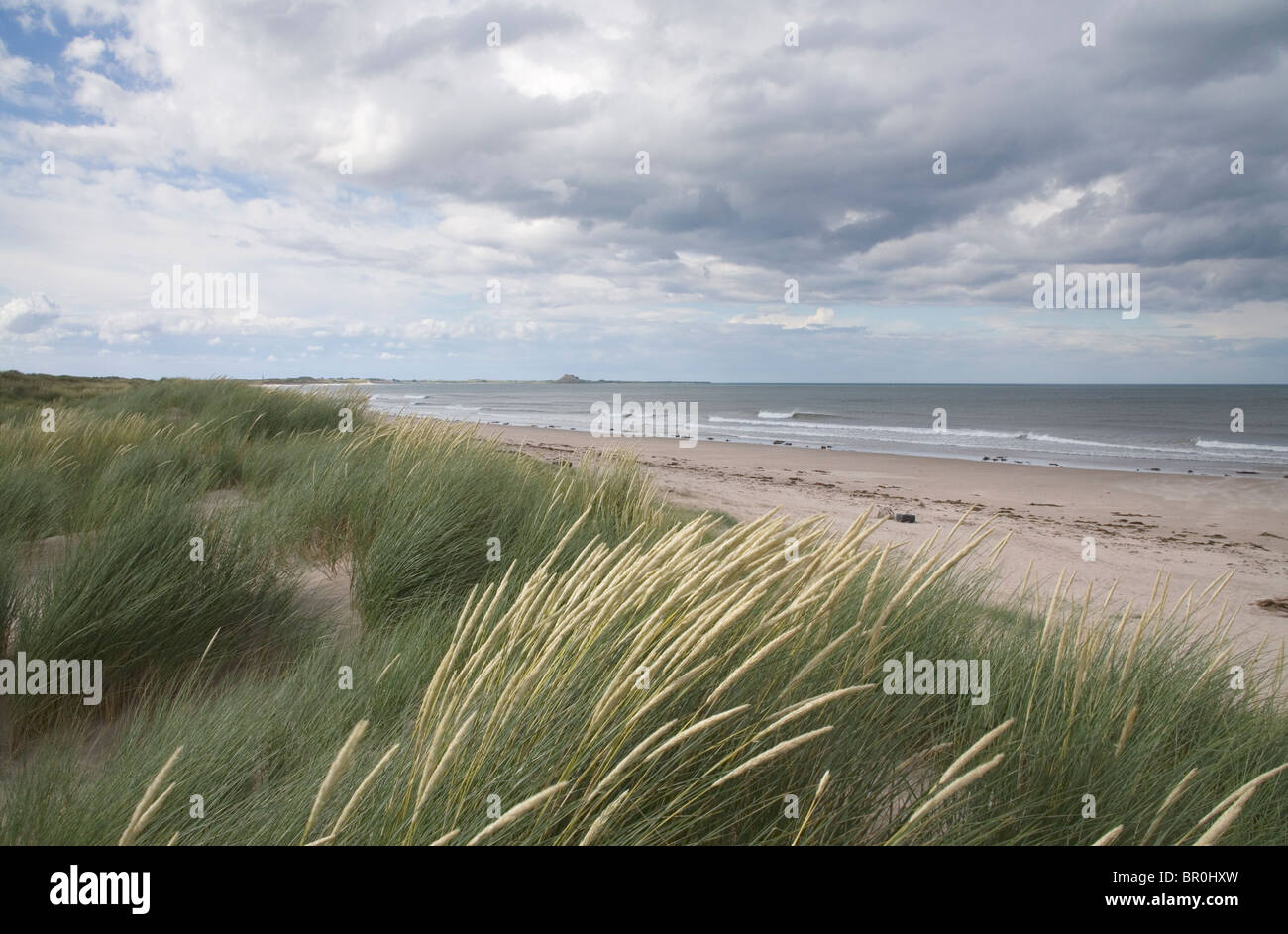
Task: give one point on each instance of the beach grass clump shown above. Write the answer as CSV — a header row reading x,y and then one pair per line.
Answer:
x,y
159,586
463,512
699,686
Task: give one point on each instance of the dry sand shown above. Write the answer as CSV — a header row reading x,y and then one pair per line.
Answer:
x,y
1193,528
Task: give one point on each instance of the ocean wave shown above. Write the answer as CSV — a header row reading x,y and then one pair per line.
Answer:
x,y
1237,446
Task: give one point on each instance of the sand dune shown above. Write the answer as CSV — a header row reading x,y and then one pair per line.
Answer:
x,y
1192,528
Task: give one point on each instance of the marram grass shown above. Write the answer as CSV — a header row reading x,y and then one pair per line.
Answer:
x,y
622,674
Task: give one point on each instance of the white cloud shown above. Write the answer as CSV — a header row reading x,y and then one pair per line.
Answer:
x,y
790,322
84,51
27,315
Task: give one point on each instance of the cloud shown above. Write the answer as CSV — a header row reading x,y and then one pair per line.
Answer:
x,y
790,322
518,163
27,316
84,51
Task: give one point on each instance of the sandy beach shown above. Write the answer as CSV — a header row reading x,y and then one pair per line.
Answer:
x,y
1192,528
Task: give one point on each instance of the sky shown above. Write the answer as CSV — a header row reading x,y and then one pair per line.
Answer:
x,y
458,189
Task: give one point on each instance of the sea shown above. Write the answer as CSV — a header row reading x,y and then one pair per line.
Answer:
x,y
1133,428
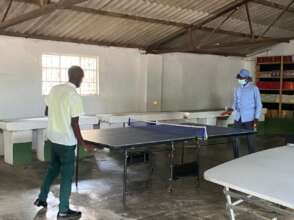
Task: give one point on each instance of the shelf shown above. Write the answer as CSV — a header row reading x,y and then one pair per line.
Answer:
x,y
286,103
268,63
284,90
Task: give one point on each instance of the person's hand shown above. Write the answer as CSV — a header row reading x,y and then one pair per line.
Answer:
x,y
88,147
226,113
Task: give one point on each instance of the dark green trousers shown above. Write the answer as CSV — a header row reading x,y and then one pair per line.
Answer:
x,y
62,162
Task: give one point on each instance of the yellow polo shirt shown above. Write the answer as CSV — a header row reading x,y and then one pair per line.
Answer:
x,y
64,103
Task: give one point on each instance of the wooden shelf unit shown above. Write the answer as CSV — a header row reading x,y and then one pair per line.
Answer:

★ ★ ★ ★ ★

Assignment: State how many lines in the entries hold "cloud", please, with no other words.

Result: 2